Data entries
* begin *
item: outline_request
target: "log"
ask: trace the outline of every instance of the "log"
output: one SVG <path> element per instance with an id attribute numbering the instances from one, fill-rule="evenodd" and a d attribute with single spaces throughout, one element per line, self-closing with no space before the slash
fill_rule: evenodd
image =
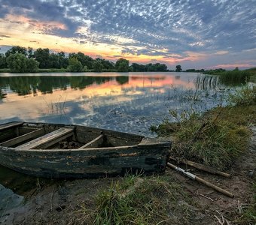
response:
* end *
* begin *
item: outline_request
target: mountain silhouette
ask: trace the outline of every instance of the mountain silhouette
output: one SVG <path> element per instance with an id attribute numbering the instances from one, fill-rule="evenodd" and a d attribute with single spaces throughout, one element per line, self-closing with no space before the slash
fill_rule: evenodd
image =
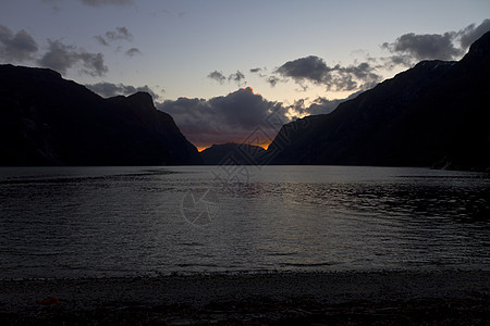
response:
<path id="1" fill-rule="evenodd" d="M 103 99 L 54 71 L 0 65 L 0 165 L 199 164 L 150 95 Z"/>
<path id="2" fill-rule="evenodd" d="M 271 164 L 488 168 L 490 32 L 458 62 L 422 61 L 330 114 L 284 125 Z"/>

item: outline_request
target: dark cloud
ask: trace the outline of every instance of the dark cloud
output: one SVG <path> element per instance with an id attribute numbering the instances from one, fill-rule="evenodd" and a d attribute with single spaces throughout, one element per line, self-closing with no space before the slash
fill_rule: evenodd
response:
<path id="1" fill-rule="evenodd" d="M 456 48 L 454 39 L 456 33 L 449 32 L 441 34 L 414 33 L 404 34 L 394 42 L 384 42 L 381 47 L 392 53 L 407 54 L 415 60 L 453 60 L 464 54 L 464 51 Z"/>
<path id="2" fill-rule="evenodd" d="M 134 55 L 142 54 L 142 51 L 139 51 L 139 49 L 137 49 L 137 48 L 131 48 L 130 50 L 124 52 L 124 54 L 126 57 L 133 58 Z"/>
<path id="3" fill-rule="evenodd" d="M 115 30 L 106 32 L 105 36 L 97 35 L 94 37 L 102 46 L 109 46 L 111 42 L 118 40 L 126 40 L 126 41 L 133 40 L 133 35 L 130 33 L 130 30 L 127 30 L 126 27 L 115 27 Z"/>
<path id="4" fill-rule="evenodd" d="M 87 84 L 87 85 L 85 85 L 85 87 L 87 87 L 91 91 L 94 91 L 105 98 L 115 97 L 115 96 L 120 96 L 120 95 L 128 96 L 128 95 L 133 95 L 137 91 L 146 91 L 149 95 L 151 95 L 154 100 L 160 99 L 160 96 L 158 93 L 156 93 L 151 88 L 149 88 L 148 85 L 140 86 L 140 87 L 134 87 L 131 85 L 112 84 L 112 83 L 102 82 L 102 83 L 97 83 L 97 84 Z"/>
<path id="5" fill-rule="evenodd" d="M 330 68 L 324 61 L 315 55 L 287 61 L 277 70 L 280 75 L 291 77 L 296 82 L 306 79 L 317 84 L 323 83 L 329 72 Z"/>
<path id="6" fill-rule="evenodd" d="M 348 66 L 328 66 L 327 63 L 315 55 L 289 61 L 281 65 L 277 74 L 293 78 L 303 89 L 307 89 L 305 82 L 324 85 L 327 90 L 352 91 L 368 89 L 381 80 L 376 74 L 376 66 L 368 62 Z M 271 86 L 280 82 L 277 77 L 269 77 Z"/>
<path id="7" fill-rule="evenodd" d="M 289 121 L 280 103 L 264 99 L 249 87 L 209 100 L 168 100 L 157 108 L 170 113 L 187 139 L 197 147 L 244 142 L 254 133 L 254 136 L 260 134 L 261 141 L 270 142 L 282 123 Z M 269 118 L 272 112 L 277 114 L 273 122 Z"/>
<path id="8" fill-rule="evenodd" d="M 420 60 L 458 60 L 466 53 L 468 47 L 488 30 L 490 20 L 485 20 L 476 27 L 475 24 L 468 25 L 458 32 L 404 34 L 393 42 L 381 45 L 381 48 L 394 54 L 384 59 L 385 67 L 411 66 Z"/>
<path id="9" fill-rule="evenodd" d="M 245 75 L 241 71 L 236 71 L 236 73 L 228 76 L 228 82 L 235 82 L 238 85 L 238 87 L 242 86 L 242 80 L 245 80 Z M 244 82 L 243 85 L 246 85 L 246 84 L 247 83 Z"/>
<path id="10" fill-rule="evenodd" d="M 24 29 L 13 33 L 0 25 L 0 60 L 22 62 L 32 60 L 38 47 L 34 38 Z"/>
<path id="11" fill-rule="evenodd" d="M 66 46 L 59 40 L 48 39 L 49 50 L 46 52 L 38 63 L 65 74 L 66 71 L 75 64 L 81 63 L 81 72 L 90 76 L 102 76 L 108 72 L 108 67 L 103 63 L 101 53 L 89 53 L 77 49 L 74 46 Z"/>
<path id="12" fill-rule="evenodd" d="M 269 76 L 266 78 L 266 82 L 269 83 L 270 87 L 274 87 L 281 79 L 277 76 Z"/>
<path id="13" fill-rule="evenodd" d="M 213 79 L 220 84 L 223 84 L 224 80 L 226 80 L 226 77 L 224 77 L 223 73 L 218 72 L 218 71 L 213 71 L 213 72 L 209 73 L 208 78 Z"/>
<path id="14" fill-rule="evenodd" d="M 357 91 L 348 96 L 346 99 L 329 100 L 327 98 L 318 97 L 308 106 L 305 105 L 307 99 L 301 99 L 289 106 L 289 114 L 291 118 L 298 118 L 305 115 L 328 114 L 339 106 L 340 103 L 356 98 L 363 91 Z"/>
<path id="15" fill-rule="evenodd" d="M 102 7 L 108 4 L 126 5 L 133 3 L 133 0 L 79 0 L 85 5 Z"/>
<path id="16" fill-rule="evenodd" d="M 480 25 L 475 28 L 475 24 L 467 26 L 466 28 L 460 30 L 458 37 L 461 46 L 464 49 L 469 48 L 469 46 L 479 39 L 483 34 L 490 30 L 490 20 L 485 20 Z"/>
* end *
* begin *
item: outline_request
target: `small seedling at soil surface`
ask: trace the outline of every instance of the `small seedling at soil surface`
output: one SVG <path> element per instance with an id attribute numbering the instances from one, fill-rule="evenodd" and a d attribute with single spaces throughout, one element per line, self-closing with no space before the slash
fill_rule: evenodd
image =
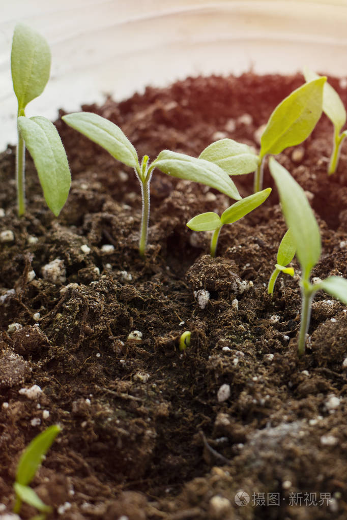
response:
* end *
→ Your instructions
Please count how many lines of the items above contain the string "seedling", matching case exactly, and reply with only that number.

→ Completed exercise
2